(Entries from a dataset)

★ ★ ★ ★

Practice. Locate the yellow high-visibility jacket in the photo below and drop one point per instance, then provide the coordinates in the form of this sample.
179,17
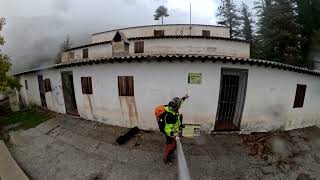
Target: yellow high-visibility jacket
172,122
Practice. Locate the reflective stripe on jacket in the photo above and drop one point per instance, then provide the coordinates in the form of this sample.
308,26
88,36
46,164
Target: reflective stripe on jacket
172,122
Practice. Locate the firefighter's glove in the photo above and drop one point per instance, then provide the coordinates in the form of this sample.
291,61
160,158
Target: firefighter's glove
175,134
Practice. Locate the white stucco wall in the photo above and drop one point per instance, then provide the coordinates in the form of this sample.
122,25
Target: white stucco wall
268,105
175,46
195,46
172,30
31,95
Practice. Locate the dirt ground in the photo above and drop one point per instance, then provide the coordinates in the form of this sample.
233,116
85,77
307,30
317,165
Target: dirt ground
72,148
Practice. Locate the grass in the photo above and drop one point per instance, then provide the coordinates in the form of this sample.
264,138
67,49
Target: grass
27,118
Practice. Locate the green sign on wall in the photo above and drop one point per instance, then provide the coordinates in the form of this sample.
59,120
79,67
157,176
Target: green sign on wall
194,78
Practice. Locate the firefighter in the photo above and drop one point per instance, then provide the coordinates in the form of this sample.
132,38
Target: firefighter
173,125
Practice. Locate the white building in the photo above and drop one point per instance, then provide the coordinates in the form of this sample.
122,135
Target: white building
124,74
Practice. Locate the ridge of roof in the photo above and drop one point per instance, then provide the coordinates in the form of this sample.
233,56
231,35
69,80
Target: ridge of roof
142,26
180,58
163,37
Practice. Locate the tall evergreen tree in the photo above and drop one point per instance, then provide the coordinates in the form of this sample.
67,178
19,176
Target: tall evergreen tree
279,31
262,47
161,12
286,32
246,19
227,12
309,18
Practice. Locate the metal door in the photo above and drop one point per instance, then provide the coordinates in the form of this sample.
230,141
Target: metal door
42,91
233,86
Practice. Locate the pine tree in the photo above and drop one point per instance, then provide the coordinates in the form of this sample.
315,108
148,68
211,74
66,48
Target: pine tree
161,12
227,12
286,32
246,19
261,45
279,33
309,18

★ ★ ★ ★

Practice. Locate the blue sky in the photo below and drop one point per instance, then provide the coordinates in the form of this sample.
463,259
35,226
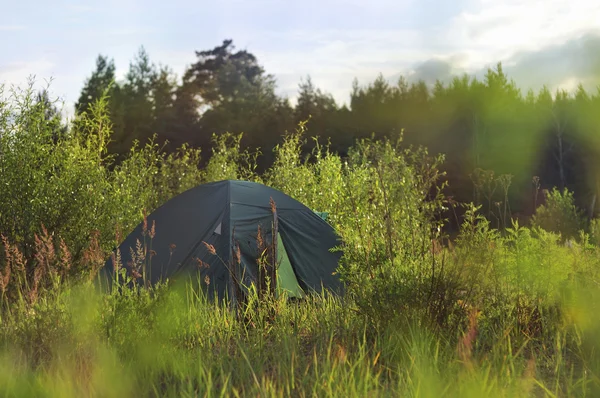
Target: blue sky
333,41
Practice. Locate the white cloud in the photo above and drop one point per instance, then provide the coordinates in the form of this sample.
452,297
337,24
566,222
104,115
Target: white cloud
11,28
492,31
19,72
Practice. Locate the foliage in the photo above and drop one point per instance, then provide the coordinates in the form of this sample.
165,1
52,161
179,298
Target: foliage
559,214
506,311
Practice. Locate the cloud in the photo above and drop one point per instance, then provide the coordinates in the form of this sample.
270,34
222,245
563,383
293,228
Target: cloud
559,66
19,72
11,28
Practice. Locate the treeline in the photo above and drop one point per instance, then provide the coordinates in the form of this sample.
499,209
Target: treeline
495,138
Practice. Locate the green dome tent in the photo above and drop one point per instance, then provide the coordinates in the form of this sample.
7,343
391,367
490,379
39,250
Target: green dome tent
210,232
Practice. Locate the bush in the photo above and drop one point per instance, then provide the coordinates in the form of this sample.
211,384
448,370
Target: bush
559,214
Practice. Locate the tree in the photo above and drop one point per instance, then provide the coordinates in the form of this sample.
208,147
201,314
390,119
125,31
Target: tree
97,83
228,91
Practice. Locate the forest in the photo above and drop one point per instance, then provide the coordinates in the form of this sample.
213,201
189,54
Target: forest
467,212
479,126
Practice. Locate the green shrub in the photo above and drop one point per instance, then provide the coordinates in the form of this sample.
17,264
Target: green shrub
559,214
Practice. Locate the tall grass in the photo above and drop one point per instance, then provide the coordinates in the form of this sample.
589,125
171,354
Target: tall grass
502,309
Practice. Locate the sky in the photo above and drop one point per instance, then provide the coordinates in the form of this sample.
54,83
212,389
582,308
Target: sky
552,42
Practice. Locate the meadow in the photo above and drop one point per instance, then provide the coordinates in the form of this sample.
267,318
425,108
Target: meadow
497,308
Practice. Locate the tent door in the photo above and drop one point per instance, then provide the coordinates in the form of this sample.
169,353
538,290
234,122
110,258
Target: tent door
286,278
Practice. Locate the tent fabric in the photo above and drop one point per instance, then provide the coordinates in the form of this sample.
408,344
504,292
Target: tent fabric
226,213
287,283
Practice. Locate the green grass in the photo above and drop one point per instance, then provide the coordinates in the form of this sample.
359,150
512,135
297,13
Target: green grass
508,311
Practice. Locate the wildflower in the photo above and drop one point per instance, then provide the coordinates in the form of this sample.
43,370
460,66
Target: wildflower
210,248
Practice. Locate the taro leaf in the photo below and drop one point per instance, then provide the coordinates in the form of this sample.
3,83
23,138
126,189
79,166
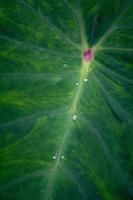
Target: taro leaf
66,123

★ ★ ★ ★

Find each line in the records above containing the word "cloud" with matching case, and copy those lines out.

Practice. Locate the white cloud in the photo above and drop one point per instance, then provide the coordinates in the form of this sample.
Target: white cloud
Practice. Locate the cloud in the photo above and drop one point per instance, then provide the coordinates in the form of this sample.
Target: cloud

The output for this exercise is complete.